What to do =
The entire listing is to be repeated verbatim.

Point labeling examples
=====
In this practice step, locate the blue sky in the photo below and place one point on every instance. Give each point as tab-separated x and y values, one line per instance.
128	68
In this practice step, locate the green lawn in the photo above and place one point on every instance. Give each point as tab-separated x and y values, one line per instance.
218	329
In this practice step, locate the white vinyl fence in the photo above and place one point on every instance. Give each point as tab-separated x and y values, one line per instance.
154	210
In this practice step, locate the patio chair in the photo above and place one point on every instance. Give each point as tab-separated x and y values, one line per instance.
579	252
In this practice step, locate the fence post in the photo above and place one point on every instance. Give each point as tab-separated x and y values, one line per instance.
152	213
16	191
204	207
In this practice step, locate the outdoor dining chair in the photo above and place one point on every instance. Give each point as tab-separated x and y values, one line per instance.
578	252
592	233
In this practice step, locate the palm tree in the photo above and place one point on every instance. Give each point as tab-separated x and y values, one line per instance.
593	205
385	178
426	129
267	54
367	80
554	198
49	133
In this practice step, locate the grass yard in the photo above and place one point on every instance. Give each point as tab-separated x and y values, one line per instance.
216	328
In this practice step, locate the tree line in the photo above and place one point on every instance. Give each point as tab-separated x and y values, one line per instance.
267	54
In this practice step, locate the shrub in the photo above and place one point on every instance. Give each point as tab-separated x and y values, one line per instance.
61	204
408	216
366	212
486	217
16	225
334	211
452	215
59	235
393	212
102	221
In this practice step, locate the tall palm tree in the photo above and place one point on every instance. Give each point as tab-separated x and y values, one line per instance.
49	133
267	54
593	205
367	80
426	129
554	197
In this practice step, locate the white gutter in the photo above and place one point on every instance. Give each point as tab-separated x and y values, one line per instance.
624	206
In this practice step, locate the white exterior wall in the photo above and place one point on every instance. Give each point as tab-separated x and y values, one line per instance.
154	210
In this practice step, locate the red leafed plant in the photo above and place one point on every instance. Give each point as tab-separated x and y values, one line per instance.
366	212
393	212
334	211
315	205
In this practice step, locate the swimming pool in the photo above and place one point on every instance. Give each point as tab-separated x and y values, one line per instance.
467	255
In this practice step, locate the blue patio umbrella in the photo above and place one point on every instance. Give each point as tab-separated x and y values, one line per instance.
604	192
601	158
=====
Result for this task =
In this practice step, locate the blue sky in the photo below and place one point on every instance. Give each point as tab-separated x and y values, one line per instance.
128	68
In this practice step, locate the green lawn in the photo above and place one point on every instance. Give each point as tab-separated x and y values, one line per instance.
218	329
In this practice step, locate the white vinyl fence in the photo above and place one point on every instance. Give each point as tab-separated x and y values, one line per instance.
154	210
In this practice step, locate the patio chair in the photo above and place one point on every instance. Give each point as tab-separated x and y values, one line per instance.
579	252
In this practice step, locate the fence post in the photo above and place one point on every instance. Give each point as tab-separated x and y values, one line per instance.
152	213
16	191
204	207
In this practice step, locate the outdoor dining chair in the photo above and place one point on every instance. Give each point as tab-separated x and y values, one line per instance.
578	252
592	233
In this practice step, locate the palm tree in the photo above and place one point on every instance. Give each point as tab-separated x and y values, one line per instance.
593	205
385	178
426	129
267	54
367	80
554	198
49	133
In this practice step, locate the grass yard in the photo above and place one point on every instance. Give each point as tab-separated x and y values, one line per instance.
216	328
In this practice step, locate the tree line in the photo above and place one point on every instance. Give each point as tab-separated x and y values, one line per instance.
267	54
In this practice step, locate the shrub in the photo above and place one point on every instance. Give each point as tab-separated x and y values, one line per instance.
61	204
408	216
366	212
486	217
16	225
334	211
452	215
59	235
393	212
102	221
In this practice step, locate the tall palm tree in the photo above and place one point on every instance. Give each point as tab-separated x and y values, one line per instance.
49	133
267	54
593	205
367	80
426	129
554	197
In this practice step, locate the white gutter in the photo above and place one point on every instance. Give each point as tab-separated x and y values, one line per instance.
624	206
In this practice step, locate the white exterior wall in the photo above and place one point on every instance. Give each point as tab-separated x and y values, one line per instance.
154	210
In this practice step, locate the red leafed plant in the photo above and place one point on every instance. Give each point as tab-separated x and y values, one line per instance.
366	212
393	212
334	211
315	205
In this practice step, locate the swimming pool in the photo above and place one point on every instance. Give each point as tab-separated x and y values, one line per instance.
467	255
In this practice step, locate the blue patio umbrella in the photo above and place one point on every instance. Give each point as tab-separated x and y values, one line per instance.
604	192
601	158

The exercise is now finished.